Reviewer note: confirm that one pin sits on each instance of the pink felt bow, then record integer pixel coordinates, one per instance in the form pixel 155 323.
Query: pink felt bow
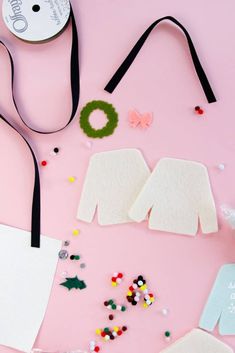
pixel 144 120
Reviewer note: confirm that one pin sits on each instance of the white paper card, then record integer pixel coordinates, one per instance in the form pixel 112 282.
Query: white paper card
pixel 26 278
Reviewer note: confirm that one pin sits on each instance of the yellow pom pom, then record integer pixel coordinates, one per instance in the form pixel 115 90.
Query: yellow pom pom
pixel 98 331
pixel 71 179
pixel 76 232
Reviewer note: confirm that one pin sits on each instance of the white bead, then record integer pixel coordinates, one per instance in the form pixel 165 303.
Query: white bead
pixel 221 166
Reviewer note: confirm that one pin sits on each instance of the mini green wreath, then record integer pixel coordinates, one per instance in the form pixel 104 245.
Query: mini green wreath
pixel 110 113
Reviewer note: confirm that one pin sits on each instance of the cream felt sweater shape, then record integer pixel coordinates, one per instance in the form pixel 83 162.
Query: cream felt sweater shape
pixel 198 341
pixel 178 193
pixel 112 183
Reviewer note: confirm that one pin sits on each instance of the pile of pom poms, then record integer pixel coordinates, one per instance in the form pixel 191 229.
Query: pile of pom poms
pixel 111 333
pixel 139 289
pixel 116 279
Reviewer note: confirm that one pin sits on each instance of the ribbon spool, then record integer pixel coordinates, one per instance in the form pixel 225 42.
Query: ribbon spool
pixel 36 20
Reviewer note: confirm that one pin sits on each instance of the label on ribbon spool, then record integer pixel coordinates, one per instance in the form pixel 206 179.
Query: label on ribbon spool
pixel 35 20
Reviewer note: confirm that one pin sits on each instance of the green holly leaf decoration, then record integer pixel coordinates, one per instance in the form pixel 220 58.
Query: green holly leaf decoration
pixel 73 282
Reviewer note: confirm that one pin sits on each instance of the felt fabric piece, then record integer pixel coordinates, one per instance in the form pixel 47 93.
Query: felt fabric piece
pixel 178 192
pixel 220 305
pixel 26 277
pixel 198 341
pixel 112 183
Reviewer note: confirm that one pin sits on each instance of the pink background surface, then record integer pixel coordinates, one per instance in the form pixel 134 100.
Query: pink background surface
pixel 180 270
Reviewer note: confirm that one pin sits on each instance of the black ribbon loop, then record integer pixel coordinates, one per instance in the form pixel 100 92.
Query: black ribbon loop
pixel 112 84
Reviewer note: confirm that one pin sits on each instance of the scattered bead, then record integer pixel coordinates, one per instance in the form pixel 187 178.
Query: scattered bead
pixel 76 232
pixel 165 311
pixel 199 110
pixel 71 179
pixel 56 150
pixel 116 279
pixel 167 335
pixel 64 274
pixel 221 166
pixel 75 257
pixel 63 254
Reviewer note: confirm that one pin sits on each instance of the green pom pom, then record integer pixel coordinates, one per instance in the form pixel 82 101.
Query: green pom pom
pixel 110 113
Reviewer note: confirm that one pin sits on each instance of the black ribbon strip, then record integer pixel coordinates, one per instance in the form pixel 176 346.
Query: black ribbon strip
pixel 112 84
pixel 75 91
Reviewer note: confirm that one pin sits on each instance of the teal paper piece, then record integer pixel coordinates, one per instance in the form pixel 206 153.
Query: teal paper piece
pixel 220 306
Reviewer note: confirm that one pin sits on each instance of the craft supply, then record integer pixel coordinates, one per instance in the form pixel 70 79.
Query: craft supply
pixel 142 120
pixel 137 290
pixel 111 116
pixel 26 278
pixel 75 91
pixel 177 202
pixel 63 254
pixel 71 179
pixel 73 282
pixel 94 347
pixel 116 279
pixel 198 341
pixel 111 305
pixel 35 21
pixel 221 166
pixel 75 257
pixel 199 110
pixel 111 333
pixel 167 335
pixel 76 232
pixel 229 215
pixel 117 77
pixel 113 181
pixel 220 306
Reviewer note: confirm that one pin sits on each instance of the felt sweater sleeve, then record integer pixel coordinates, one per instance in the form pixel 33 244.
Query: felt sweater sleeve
pixel 89 197
pixel 215 302
pixel 144 201
pixel 207 209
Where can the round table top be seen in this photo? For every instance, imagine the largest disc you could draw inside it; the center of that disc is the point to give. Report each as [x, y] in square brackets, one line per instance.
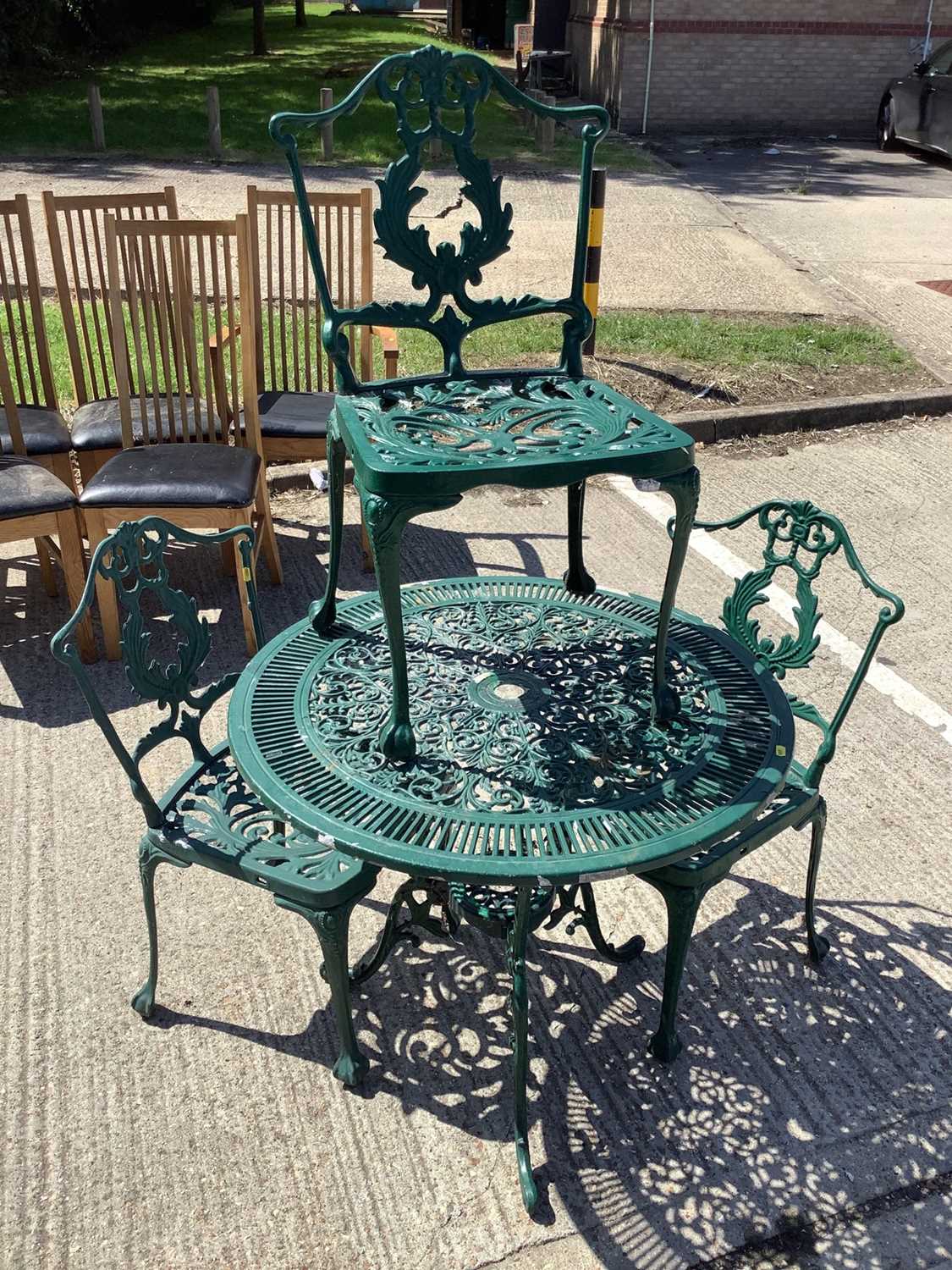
[536, 751]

○ ○ ○ ○ ○ ○ ○

Copy out the range of lines above starting at the line with "pixel 225 42." and ending at the line with "pixel 206 179.", exactly and including both.

- **TASK SOLUTION**
Reviewer note: confirm that one pin sits on each instance of the ribbon spool, then record integer pixel coordinates, one per instance in the form pixel 225 42.
Query: ribbon spool
pixel 36 20
Reviewer note: confirm that one pin sits on each instance of the label on ribbon spool, then record integer pixel coordinates, one per instance in the form pixel 206 179.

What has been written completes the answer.